ZIEL →
Suche in den Datensätzen jede Zeile, die das Wort "stone" enthält, und kopiere sie unverändert. Groß- und Kleinschreibung muss übereinstimmen.

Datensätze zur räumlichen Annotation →

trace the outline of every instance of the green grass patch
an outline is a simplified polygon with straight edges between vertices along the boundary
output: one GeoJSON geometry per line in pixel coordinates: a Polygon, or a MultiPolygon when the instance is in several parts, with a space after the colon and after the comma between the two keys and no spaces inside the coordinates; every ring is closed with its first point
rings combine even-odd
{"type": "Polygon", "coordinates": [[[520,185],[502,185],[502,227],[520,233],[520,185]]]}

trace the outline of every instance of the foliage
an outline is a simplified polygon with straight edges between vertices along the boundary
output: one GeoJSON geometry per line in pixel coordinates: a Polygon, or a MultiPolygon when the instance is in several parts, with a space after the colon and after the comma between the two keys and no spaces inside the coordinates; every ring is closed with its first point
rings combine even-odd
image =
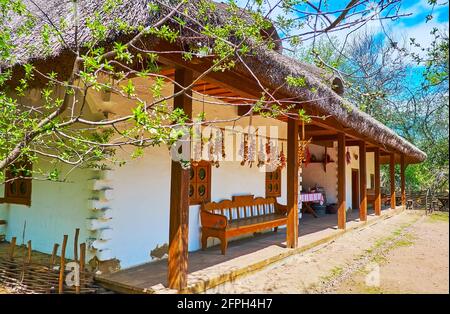
{"type": "MultiPolygon", "coordinates": [[[[367,8],[365,1],[349,1],[341,9],[327,13],[326,7],[315,7],[303,0],[281,0],[275,5],[253,0],[243,9],[229,0],[225,12],[218,12],[218,4],[207,0],[149,0],[149,18],[135,23],[120,17],[131,1],[90,1],[55,1],[55,6],[71,6],[70,14],[58,14],[55,20],[45,11],[47,6],[40,7],[43,1],[0,0],[0,176],[18,161],[42,158],[55,167],[33,167],[33,177],[64,180],[56,167],[60,163],[73,168],[122,165],[124,160],[115,154],[118,148],[132,146],[130,158],[138,158],[145,147],[171,146],[185,135],[180,126],[190,126],[193,121],[169,103],[176,96],[188,94],[192,86],[184,86],[172,95],[163,92],[172,79],[163,71],[162,54],[147,45],[152,42],[149,38],[172,45],[175,50],[171,53],[186,61],[206,61],[208,66],[198,73],[197,82],[212,72],[233,69],[237,63],[245,66],[245,57],[254,54],[255,48],[274,49],[280,45],[276,36],[270,36],[273,27],[279,30],[281,41],[302,46],[304,39],[316,35],[340,29],[351,31],[373,19],[368,15],[371,10],[376,10],[379,18],[395,17],[390,13],[395,10],[390,9],[399,2],[381,0],[377,7],[367,8]],[[90,1],[98,5],[79,18],[81,7],[90,1]],[[223,14],[226,18],[219,16],[223,14]],[[315,22],[318,14],[326,15],[328,22],[315,22]],[[346,21],[347,15],[358,19],[346,21]],[[105,20],[105,16],[113,18],[105,20]],[[87,30],[88,35],[80,30],[87,30]],[[58,72],[59,64],[51,64],[50,70],[43,72],[33,62],[17,63],[18,48],[33,55],[38,51],[46,59],[58,45],[67,54],[68,73],[58,72]],[[149,97],[142,96],[137,79],[146,83],[145,94],[149,97]],[[35,95],[36,90],[39,95],[35,95]],[[110,109],[93,111],[89,98],[94,96],[132,104],[132,109],[121,114],[110,109]]],[[[336,62],[332,65],[338,67],[340,60],[336,62]]],[[[307,78],[287,77],[285,81],[314,92],[307,78]]],[[[243,102],[248,103],[248,99],[243,102]]],[[[264,90],[255,97],[251,111],[275,117],[293,107],[264,90]]],[[[308,121],[304,111],[297,112],[289,117],[308,121]]],[[[202,121],[215,123],[204,115],[202,121]]],[[[3,180],[0,177],[0,182],[3,180]]]]}

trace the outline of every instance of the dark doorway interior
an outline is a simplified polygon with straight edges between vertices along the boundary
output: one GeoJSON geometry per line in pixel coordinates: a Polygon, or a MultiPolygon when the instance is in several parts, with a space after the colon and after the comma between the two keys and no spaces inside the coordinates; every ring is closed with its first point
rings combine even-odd
{"type": "Polygon", "coordinates": [[[352,169],[352,209],[359,208],[359,170],[352,169]]]}

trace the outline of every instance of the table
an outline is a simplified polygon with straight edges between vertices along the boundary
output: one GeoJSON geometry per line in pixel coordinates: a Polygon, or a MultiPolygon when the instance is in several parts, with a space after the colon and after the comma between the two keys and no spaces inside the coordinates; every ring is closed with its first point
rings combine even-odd
{"type": "Polygon", "coordinates": [[[299,207],[302,209],[302,213],[305,212],[305,210],[312,214],[314,218],[317,218],[317,214],[312,209],[312,207],[309,205],[309,203],[315,203],[319,202],[320,205],[323,205],[324,197],[322,193],[300,193],[299,197],[299,207]],[[303,204],[305,206],[303,206],[303,204]]]}

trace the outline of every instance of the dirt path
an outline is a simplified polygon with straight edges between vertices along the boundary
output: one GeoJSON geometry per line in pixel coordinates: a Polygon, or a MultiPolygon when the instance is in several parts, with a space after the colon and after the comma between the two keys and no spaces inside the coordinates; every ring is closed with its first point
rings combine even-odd
{"type": "Polygon", "coordinates": [[[403,212],[208,293],[448,293],[448,214],[403,212]]]}

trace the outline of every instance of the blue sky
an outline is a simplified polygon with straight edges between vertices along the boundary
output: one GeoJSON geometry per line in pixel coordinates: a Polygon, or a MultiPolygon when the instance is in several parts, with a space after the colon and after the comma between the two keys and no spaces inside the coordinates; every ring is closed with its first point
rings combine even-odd
{"type": "MultiPolygon", "coordinates": [[[[223,0],[222,0],[223,1],[223,0]]],[[[238,5],[245,6],[247,4],[247,0],[236,0],[238,5]]],[[[318,4],[319,0],[310,0],[314,4],[318,4]]],[[[343,9],[349,0],[322,0],[322,3],[325,3],[327,8],[324,8],[323,11],[335,11],[339,9],[343,9]]],[[[366,5],[371,5],[372,3],[377,3],[378,1],[368,2],[366,5]]],[[[438,3],[445,3],[447,0],[438,0],[438,3]]],[[[268,7],[269,4],[278,3],[278,0],[265,0],[265,6],[268,7]]],[[[397,4],[396,4],[397,5],[397,4]]],[[[431,30],[434,27],[439,29],[447,29],[448,32],[448,4],[440,6],[435,6],[432,11],[432,6],[428,4],[428,0],[402,0],[400,1],[400,10],[399,14],[410,14],[409,16],[401,17],[395,21],[385,20],[383,21],[383,25],[381,25],[380,21],[371,21],[365,26],[365,29],[369,29],[373,32],[382,33],[382,29],[384,28],[389,32],[390,35],[395,37],[396,41],[402,43],[403,41],[408,42],[409,38],[416,38],[417,42],[422,44],[423,46],[427,46],[432,41],[432,36],[430,35],[431,30]],[[425,23],[426,16],[428,14],[433,14],[433,19],[428,23],[425,23]]],[[[312,10],[307,5],[300,5],[302,10],[308,11],[312,10]]],[[[360,7],[361,8],[361,7],[360,7]]],[[[275,15],[282,14],[280,10],[275,11],[275,15]]],[[[339,13],[336,13],[336,16],[339,13]]],[[[272,16],[273,17],[273,16],[272,16]]],[[[333,16],[330,16],[333,19],[333,16]]],[[[364,29],[364,28],[363,28],[364,29]]],[[[343,30],[339,32],[333,32],[333,36],[336,36],[340,39],[345,38],[348,30],[343,30]]]]}

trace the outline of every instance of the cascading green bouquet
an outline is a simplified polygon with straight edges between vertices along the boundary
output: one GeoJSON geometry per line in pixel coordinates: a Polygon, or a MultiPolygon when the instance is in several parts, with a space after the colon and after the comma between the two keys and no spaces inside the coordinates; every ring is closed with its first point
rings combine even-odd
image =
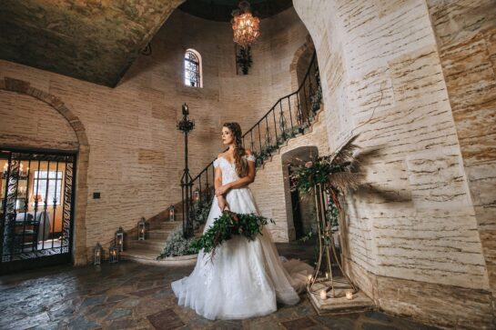
{"type": "Polygon", "coordinates": [[[243,235],[248,241],[253,241],[257,235],[262,235],[262,228],[274,220],[268,219],[255,214],[238,214],[228,210],[222,212],[222,215],[214,219],[214,224],[198,238],[193,240],[189,249],[198,253],[210,253],[213,260],[217,248],[224,242],[235,235],[243,235]]]}

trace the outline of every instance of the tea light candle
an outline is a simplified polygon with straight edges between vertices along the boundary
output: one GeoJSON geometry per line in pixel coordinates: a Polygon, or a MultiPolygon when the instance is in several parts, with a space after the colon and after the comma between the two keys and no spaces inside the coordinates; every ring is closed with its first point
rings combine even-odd
{"type": "Polygon", "coordinates": [[[326,292],[326,290],[320,291],[320,299],[326,300],[327,298],[328,298],[328,293],[326,292]]]}

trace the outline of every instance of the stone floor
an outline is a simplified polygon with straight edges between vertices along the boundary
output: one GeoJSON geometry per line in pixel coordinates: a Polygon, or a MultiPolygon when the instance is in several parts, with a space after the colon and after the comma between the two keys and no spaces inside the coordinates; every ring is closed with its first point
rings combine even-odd
{"type": "MultiPolygon", "coordinates": [[[[278,247],[298,255],[294,246],[278,247]]],[[[0,329],[432,329],[377,311],[319,315],[305,295],[268,316],[209,321],[177,306],[171,291],[170,283],[191,270],[121,262],[3,275],[0,329]]]]}

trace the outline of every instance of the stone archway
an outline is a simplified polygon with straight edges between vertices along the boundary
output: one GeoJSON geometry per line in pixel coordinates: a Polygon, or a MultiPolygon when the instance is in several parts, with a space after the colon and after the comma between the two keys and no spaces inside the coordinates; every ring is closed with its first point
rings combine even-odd
{"type": "Polygon", "coordinates": [[[297,165],[296,163],[299,165],[301,162],[309,161],[318,155],[319,148],[310,145],[299,146],[281,155],[282,176],[285,178],[284,195],[287,205],[288,238],[289,241],[301,238],[311,230],[312,225],[316,223],[313,195],[311,194],[300,195],[298,192],[291,191],[288,180],[289,165],[297,165]]]}
{"type": "MultiPolygon", "coordinates": [[[[32,96],[50,105],[58,112],[69,124],[77,137],[77,157],[76,184],[76,213],[75,213],[75,233],[73,236],[73,258],[74,265],[86,264],[86,210],[87,204],[87,165],[89,159],[89,145],[85,126],[79,118],[66,106],[64,102],[57,96],[31,86],[28,82],[5,77],[0,79],[0,90],[15,92],[21,95],[32,96]]],[[[25,146],[17,144],[15,146],[25,146]]]]}

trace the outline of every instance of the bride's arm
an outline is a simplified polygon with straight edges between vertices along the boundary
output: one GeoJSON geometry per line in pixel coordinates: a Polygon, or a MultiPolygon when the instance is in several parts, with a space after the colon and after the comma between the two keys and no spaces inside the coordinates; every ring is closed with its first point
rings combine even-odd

AUSGABE →
trace the outline of every instance of the stone floor
trace the outline of every instance of the stone archway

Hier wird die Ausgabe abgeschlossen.